» **EXTRAIT DU DOCUMENT**:
+---+

Pour nous préparer au travail collectif, le prof nous avait initiés à la communication interpersonnelle en tenant compte de ce qu’il appela alors les différents modes d’appréhension de la réalité. Il nous avait bien énuméré les six différentes façons de fonctionner, mais je n’en retins qu’une seule à savoir celle que je considérais être la mienne appelée «thinker». Ce que je gardai en tête de sa description, c’est que le «thinker» est un individu qui est convaincu qu’il a la meilleure idée mais qui ne comprends pas que les autres n’y adhèrent pas spontanément. Je considérais que cette description me convenait très bien. Je me préparai donc à participer aux délibérations du groupe en étant conscient que je ne devais pas essayer d’imposer mes idées. Mais le problème, c’est que sur les sept membres de l’équipe, nous étions six à avoir ce profil de «thinker». Alors tout un programme d’autant plus que nous étions condamnés à nous entendre car la note de passage du semestre correspondait à la capacité du groupe à fonctionner ensemble et à atteindre l’objectif visé. Ah oui, il a fallu en mettre de l’eau dans son vin, d’autant plus que l’un de nos camarades était originaire d’un pays du Moyen-Orient alors déchiré par des guerres civiles de sorte que notre ami avait constamment un réflexe instinctif de se braquer contre qui que ce soit percevant systématiquement son interlocuteur comme nécessairement un ennemi mortel. J’avais toujours en tête cette image qu’à chaque intervention, ce dernier pointait son AK 47 ou autre engin du genre. La réussite du fonctionnement de ce groupe fut donc un exercice des plus salutaires et nous découvrîmes que la meilleure façon de venir à bout des réflexes bien compréhensibles de notre camarade fut d’utiliser l’humour ce qui le désarma (l’image est pertinente) complètement. C’est grâce à ce stratagème que chacun des membres de notre groupe réussit à obtenir une note honorable.

+---+

» **DONNÉES FOURNIES**:
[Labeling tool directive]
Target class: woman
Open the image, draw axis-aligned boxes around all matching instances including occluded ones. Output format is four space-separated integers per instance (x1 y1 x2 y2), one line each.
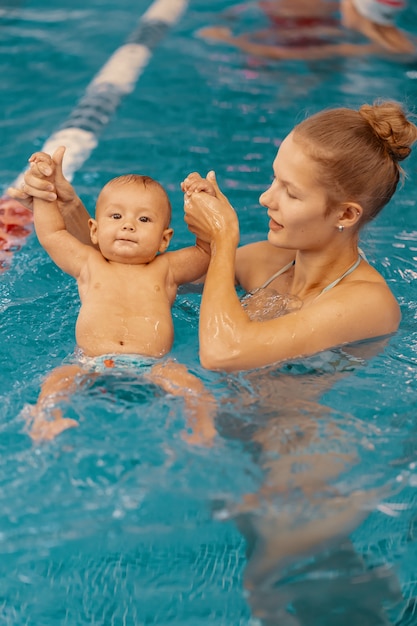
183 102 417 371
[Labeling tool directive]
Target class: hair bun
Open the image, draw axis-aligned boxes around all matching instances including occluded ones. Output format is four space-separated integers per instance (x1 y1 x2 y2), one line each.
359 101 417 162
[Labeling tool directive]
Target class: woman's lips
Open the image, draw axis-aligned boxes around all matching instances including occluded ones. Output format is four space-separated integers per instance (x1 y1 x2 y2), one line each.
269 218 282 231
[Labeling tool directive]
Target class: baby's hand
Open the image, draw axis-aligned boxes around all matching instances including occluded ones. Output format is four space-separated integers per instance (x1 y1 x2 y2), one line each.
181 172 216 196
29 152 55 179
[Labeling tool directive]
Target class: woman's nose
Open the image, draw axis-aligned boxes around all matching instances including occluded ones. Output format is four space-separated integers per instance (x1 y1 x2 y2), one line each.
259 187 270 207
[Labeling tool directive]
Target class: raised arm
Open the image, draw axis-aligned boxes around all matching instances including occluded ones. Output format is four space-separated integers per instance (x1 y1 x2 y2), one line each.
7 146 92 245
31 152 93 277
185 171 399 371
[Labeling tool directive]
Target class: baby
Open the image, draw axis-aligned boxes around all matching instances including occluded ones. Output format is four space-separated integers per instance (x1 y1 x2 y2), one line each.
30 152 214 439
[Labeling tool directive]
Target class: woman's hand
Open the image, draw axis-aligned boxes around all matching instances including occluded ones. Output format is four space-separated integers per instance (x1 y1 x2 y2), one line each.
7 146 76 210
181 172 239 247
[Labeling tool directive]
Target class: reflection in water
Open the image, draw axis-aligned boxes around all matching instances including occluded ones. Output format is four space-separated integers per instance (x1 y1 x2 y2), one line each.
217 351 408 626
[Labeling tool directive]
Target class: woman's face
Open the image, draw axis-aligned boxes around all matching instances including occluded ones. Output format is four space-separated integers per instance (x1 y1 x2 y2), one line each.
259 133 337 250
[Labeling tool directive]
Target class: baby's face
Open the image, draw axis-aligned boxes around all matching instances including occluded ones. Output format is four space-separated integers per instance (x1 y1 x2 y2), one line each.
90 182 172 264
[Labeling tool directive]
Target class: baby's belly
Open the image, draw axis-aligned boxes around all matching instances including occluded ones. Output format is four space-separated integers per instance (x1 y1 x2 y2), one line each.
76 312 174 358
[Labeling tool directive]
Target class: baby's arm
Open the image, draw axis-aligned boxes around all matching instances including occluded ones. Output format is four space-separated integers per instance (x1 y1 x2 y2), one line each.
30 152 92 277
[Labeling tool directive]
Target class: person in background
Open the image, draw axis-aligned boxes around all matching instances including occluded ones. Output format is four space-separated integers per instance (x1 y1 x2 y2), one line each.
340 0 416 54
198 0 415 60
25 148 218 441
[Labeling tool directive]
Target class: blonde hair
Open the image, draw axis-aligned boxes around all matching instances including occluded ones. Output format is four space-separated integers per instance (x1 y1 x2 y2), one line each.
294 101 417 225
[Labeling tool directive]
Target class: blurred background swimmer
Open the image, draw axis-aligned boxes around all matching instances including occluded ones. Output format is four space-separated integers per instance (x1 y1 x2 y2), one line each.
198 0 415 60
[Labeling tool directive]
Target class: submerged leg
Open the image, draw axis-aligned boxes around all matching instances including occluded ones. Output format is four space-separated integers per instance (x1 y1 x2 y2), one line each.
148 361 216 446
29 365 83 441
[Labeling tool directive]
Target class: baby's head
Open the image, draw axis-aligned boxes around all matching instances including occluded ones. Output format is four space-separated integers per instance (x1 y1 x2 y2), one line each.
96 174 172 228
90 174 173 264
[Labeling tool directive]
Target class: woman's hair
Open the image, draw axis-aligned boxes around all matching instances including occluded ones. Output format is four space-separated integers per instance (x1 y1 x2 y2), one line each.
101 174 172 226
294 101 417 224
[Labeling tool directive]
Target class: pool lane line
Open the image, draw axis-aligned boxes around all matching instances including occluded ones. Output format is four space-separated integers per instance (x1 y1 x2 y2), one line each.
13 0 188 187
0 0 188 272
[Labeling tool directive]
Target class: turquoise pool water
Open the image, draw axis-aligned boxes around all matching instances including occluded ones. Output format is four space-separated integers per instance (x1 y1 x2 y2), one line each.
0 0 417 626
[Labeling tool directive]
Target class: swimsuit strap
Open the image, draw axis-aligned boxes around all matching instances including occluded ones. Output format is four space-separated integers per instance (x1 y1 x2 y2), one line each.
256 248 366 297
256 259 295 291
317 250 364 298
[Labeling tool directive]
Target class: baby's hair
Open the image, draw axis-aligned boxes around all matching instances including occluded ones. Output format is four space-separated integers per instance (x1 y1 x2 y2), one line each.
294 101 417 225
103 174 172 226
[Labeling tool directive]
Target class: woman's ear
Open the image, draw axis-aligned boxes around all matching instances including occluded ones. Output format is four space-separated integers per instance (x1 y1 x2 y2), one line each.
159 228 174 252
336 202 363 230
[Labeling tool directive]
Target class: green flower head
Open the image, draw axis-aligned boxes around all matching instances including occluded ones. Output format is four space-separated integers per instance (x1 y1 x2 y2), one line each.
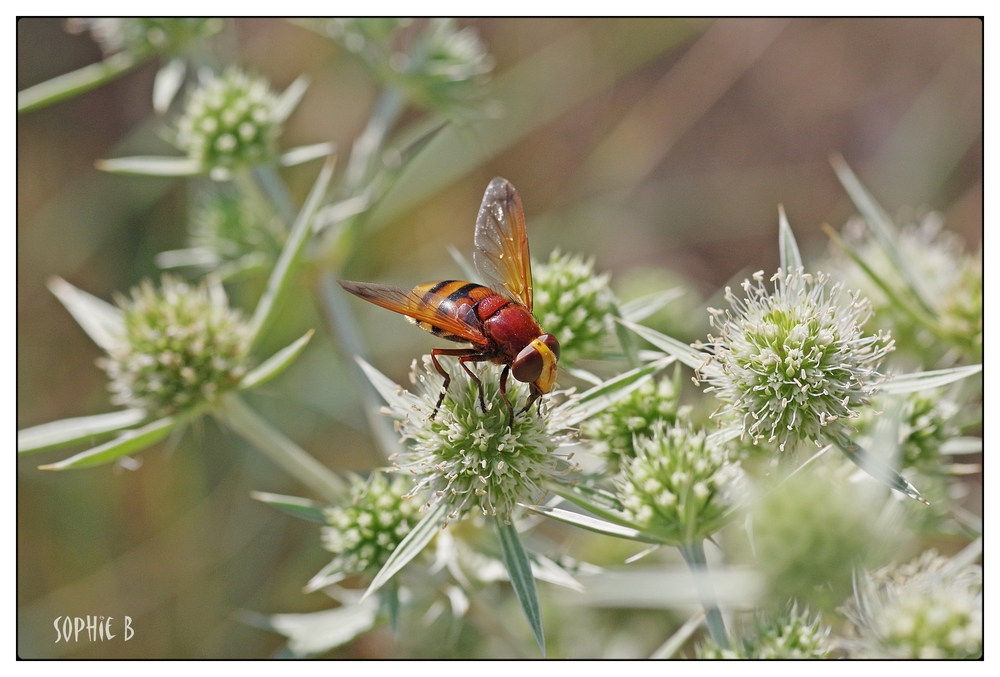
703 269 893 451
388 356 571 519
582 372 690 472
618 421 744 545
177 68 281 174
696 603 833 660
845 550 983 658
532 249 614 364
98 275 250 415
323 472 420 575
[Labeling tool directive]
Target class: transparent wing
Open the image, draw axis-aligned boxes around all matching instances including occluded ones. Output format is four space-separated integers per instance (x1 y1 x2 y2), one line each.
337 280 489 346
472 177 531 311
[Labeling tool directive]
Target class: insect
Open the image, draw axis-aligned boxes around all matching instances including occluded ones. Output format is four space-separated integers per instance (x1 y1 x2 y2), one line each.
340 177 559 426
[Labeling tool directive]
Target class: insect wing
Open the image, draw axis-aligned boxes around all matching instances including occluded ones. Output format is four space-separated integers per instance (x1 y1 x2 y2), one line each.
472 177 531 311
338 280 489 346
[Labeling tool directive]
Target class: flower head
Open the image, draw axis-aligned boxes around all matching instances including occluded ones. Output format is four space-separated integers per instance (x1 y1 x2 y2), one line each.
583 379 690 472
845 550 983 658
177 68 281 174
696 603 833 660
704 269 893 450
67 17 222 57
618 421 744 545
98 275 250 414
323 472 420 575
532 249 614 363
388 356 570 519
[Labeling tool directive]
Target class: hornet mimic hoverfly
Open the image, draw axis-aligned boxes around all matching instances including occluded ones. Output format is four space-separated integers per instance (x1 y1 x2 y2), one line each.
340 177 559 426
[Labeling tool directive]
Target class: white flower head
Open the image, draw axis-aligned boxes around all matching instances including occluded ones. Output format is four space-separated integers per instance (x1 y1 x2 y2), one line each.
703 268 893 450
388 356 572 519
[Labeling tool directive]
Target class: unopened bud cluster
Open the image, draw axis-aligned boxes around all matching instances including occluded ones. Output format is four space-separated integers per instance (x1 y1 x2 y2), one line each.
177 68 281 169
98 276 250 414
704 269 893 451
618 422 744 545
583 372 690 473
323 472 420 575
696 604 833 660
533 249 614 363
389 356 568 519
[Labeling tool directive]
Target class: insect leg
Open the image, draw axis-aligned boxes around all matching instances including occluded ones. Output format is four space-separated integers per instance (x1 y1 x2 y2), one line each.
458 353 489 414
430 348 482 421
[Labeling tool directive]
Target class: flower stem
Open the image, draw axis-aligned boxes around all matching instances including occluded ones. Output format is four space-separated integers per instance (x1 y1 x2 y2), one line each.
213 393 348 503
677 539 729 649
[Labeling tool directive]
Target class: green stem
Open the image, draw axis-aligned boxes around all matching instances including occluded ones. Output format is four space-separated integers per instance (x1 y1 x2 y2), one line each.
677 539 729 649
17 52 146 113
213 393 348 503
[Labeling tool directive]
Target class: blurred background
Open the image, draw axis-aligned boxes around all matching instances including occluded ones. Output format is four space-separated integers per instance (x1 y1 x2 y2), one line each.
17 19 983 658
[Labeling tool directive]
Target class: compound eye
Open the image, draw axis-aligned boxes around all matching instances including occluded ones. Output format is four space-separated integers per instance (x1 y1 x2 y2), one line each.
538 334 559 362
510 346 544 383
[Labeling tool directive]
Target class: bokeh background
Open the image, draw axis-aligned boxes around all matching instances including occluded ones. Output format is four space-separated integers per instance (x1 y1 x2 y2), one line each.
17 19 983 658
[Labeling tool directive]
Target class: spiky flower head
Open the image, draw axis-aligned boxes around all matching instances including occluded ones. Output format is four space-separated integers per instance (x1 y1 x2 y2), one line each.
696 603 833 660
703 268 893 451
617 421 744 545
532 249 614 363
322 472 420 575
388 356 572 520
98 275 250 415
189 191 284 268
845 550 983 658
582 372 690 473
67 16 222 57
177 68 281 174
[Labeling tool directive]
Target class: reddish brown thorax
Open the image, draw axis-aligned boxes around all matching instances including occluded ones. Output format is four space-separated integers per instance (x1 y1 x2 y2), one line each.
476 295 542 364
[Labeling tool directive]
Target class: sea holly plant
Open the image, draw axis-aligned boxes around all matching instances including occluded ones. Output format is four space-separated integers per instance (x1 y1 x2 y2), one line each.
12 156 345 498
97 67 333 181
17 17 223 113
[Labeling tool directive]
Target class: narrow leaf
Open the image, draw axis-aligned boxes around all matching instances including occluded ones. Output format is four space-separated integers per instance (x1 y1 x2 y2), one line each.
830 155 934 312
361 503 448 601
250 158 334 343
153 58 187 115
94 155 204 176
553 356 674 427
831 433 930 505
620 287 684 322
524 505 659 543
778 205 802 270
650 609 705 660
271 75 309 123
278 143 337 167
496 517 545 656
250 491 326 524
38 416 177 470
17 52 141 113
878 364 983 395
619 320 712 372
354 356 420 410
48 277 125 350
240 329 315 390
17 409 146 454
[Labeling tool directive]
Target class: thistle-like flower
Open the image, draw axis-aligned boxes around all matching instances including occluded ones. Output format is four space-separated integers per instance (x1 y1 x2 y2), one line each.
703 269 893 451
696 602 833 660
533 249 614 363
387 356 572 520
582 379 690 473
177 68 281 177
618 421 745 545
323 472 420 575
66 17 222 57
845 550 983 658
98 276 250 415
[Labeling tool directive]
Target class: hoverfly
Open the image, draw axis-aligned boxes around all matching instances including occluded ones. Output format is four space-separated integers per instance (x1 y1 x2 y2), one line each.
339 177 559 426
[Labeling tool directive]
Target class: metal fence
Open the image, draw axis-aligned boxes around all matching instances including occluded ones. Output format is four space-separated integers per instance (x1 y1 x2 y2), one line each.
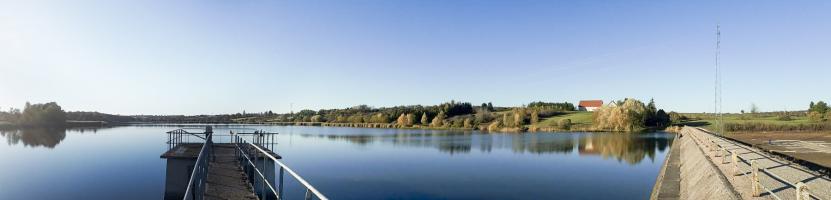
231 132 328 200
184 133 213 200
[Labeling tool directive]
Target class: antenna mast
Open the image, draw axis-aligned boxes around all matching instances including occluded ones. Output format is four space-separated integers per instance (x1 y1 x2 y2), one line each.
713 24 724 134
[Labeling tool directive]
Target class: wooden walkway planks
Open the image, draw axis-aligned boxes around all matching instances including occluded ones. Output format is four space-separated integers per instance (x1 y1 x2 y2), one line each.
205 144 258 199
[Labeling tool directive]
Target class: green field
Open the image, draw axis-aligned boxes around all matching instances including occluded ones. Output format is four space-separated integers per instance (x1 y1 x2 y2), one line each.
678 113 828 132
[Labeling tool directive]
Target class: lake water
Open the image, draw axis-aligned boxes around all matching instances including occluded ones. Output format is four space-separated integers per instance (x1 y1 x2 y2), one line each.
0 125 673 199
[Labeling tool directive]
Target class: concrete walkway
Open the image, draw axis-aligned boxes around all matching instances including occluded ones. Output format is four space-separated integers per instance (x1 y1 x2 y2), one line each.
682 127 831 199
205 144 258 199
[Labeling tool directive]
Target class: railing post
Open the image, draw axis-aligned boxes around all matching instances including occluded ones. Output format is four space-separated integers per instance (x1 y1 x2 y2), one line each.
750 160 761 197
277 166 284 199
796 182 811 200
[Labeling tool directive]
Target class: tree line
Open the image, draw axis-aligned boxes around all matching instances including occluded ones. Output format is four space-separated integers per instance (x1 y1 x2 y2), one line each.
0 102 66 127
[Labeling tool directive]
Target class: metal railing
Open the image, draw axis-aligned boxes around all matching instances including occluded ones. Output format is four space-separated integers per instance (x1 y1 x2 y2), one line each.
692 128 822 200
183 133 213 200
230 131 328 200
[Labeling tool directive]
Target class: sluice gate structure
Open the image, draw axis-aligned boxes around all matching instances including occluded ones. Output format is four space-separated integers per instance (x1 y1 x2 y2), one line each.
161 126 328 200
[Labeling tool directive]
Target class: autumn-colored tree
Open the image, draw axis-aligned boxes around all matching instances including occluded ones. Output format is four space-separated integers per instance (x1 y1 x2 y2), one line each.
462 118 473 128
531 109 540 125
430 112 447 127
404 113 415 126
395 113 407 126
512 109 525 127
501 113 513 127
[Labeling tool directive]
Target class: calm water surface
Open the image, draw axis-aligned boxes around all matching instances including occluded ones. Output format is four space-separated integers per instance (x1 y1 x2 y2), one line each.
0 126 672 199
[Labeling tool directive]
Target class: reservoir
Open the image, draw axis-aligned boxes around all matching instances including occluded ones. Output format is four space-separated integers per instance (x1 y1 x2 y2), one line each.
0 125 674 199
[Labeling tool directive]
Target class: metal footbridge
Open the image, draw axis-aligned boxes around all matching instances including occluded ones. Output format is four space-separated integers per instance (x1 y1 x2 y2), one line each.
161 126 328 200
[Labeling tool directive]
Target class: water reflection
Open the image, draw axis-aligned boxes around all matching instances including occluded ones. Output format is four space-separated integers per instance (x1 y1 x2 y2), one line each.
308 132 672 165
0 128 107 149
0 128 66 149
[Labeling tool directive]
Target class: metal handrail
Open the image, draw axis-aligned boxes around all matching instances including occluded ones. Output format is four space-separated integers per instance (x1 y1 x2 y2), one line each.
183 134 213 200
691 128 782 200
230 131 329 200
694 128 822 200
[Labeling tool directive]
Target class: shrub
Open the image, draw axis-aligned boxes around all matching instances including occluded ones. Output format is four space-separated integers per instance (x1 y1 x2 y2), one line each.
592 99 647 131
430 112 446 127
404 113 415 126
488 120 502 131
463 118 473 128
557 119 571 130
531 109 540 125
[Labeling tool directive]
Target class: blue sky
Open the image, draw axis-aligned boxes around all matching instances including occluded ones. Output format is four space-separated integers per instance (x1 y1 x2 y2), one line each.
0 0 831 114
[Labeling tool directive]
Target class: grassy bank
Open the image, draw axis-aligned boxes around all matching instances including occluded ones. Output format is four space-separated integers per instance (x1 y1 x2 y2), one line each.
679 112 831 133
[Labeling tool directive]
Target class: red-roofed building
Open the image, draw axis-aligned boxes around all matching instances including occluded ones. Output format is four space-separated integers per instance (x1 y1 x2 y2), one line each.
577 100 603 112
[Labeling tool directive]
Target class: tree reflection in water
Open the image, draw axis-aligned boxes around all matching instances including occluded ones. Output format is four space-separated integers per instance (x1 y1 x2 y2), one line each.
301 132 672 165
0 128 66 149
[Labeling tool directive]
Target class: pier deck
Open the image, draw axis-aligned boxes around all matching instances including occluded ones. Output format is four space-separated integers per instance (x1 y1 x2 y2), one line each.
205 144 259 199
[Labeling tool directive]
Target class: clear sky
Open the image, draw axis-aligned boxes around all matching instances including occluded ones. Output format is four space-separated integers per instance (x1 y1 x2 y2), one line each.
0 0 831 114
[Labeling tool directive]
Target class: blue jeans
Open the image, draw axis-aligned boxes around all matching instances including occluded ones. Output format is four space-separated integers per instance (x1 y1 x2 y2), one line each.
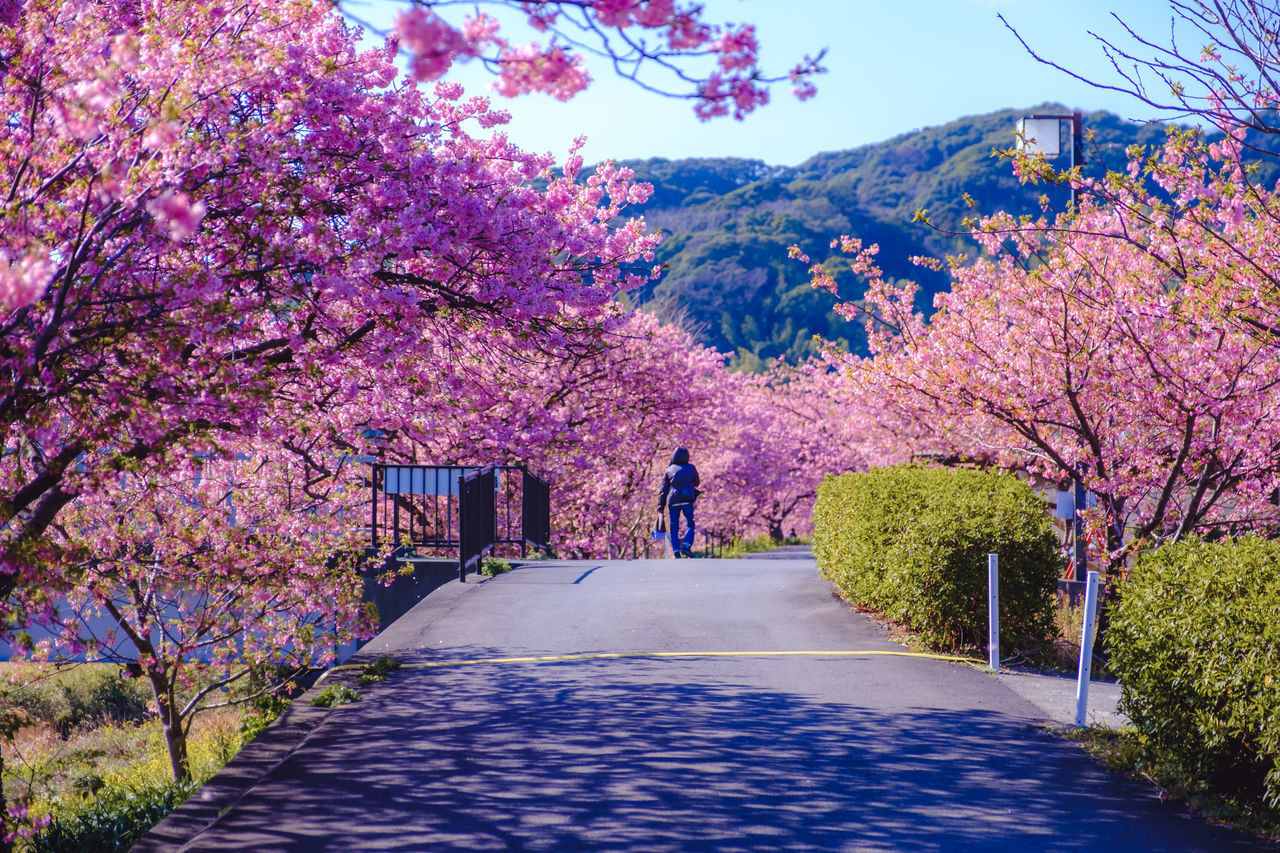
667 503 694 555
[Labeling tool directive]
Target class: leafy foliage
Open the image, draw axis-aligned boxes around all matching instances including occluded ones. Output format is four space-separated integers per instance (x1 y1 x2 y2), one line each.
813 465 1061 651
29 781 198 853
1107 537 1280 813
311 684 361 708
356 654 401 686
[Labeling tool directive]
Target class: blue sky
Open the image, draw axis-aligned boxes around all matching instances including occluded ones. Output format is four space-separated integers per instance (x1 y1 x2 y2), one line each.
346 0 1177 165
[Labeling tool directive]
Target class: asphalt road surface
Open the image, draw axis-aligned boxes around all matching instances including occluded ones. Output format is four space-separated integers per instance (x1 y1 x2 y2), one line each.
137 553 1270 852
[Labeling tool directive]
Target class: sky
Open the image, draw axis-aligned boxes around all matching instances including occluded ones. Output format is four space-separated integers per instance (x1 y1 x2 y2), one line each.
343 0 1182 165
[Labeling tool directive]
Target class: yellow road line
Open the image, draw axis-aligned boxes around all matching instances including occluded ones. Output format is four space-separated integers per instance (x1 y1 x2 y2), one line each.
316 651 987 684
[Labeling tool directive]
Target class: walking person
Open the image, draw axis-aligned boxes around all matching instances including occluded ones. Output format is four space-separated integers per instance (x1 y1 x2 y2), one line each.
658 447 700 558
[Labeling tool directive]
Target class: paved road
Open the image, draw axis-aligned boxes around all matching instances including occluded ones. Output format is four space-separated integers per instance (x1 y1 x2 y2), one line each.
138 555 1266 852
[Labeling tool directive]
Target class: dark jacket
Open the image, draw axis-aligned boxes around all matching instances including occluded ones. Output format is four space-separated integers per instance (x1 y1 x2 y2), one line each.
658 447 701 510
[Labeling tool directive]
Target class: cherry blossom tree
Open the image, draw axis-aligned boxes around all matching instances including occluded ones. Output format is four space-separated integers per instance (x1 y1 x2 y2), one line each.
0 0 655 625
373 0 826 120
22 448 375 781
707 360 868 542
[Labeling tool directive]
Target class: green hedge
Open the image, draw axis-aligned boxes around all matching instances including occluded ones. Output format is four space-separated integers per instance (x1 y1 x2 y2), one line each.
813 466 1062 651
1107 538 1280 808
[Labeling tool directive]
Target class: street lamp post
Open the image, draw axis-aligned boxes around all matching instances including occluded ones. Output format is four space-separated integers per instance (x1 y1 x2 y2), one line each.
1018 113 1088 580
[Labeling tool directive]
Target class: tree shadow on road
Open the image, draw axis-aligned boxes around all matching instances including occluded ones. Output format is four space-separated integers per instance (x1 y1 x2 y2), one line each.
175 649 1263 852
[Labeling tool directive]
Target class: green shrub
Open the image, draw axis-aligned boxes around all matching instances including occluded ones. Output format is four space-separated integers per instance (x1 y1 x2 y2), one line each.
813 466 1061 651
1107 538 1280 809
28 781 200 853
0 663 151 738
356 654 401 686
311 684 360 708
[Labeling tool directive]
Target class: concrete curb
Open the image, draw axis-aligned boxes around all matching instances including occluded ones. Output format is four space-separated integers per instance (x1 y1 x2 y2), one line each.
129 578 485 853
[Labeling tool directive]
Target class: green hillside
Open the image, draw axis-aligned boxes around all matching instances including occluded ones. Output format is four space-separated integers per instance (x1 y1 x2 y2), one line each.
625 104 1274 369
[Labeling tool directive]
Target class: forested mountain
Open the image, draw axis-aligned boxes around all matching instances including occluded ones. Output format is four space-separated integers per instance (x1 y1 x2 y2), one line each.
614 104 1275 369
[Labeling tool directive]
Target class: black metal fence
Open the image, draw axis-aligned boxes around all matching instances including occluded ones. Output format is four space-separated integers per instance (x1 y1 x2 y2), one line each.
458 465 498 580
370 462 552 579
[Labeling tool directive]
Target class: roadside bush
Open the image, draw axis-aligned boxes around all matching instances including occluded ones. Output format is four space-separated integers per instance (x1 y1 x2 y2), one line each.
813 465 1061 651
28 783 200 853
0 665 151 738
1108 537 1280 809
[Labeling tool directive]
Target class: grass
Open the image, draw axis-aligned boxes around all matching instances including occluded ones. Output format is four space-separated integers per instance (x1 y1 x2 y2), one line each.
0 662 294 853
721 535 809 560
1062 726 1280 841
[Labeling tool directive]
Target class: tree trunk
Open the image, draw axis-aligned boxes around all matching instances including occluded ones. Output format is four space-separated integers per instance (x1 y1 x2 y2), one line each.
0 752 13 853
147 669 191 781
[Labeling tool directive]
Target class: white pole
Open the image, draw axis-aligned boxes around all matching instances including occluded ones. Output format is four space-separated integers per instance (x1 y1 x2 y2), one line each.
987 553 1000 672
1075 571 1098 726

+---+

» **À FAIRE**:
- 1) Pour chacune des affirmations suivantes, indiquez par oui ou par non si elle concorde avec l'extrait du document, puis citez les mots décisifs de celui-ci : (a) le professeur avait énuméré six façons de fonctionner ; (b) les sept membres de l'équipe avaient tous le profil de «thinker» ; (c) c'est l'humour qui a permis de venir à bout des réflexes du camarade.
- 2) Comptez les lignes des données fournies qui contiennent la chaîne « wing », en tenant compte de la casse, et donnez uniquement ce nombre.

» **RÉPONSES ATTENDUES**:
- 1)
(a) Oui : « Il nous avait bien énuméré les six différentes façons de fonctionner ».
(b) Non : « sur les sept membres de l’équipe, nous étions six à avoir ce profil ».
(c) Oui : « la meilleure façon de venir à bout des réflexes bien compréhensibles de notre camarade fut d’utiliser l’humour ».

- 2) 2